▶ [Input for this task]
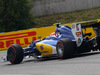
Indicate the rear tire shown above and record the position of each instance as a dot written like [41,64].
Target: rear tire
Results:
[65,48]
[15,54]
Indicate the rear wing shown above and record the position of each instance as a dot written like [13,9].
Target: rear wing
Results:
[94,24]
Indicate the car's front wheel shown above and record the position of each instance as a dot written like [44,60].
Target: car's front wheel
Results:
[15,54]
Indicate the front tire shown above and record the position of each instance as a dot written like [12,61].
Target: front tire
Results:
[15,54]
[65,48]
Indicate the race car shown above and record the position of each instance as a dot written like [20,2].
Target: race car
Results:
[64,42]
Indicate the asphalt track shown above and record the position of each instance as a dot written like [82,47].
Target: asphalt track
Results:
[83,64]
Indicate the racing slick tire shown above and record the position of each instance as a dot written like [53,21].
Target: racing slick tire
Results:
[65,48]
[15,54]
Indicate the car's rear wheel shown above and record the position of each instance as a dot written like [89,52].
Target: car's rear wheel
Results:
[65,48]
[15,54]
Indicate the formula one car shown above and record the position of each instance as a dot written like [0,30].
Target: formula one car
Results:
[65,42]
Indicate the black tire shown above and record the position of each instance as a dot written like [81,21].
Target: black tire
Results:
[15,54]
[65,47]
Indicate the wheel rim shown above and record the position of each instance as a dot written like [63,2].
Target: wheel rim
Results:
[60,50]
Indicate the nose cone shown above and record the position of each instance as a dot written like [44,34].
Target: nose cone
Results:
[44,49]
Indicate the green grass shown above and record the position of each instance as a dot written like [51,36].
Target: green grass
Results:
[77,16]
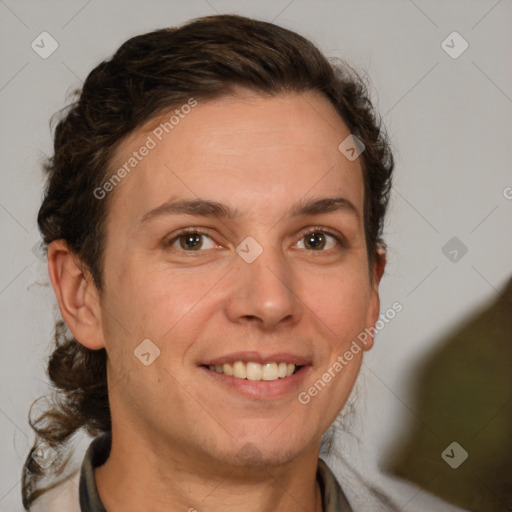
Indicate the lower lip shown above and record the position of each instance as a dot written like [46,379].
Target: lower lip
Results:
[261,389]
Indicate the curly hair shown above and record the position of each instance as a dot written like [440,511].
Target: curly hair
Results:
[206,58]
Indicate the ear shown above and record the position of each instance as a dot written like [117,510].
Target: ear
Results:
[374,302]
[77,295]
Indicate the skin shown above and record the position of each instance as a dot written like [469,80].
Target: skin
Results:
[181,438]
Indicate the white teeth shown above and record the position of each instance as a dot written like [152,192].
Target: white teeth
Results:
[270,371]
[227,369]
[255,371]
[239,370]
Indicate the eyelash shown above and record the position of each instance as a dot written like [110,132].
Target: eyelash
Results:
[314,229]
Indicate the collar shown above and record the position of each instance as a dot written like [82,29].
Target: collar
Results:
[333,498]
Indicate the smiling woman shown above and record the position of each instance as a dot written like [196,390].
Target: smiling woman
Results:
[218,280]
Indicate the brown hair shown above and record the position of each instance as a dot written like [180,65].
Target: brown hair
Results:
[148,75]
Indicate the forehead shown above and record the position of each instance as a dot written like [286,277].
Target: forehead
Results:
[247,150]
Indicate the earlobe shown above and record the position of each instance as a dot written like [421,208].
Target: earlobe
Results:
[76,294]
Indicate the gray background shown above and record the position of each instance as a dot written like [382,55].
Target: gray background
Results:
[450,122]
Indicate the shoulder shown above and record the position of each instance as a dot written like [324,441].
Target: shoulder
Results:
[64,496]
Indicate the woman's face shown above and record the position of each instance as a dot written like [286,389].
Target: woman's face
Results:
[273,270]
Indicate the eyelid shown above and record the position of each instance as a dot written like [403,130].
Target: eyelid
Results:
[339,237]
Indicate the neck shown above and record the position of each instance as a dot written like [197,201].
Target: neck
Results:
[145,476]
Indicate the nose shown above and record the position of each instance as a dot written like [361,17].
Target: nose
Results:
[264,292]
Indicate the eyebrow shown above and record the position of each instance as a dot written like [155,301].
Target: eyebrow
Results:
[213,209]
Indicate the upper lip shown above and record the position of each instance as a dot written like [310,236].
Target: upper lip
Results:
[259,357]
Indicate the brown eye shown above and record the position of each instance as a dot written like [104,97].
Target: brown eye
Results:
[315,241]
[319,241]
[191,241]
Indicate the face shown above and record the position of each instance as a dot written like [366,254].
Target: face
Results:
[272,268]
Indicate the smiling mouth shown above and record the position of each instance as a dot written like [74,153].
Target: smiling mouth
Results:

▶ [Task details] Everything from the line that contains "Indicate the eyelid" through the end of the records must be duplicated exactly, and nothing outside that range.

▶ [Correct result]
Indicate the eyelid shown above and record the position of each instance as a dot written like [403,130].
Target: eyelid
Results:
[339,237]
Indicate the neck shown above and record the position of each instance as a dot written like [197,201].
Target: neck
Results:
[145,476]
Indicate the nose shown above and record the position of each instance as a dot written like [361,17].
Target: nose
Results:
[264,292]
Indicate the eyebrow shown above and record the position of each instance as a dot written like [155,301].
Target: eyebrow
Results:
[213,209]
Indicate the upper lip shown above and record the position of each instance as a dot written like [310,236].
Target: upper lip
Results:
[259,357]
Indicate the brown eye shown above and record the position of each instance as a dot written like [104,97].
Target: brown eye
Results:
[315,241]
[319,241]
[191,241]
Indicate the face shown above and record the position of each instance as a dot written like [366,254].
Target: face
Results:
[272,268]
Indicate the smiling mouth shown above and record the position of each instance as a dot written like [74,153].
Target: smiling mouth
Results:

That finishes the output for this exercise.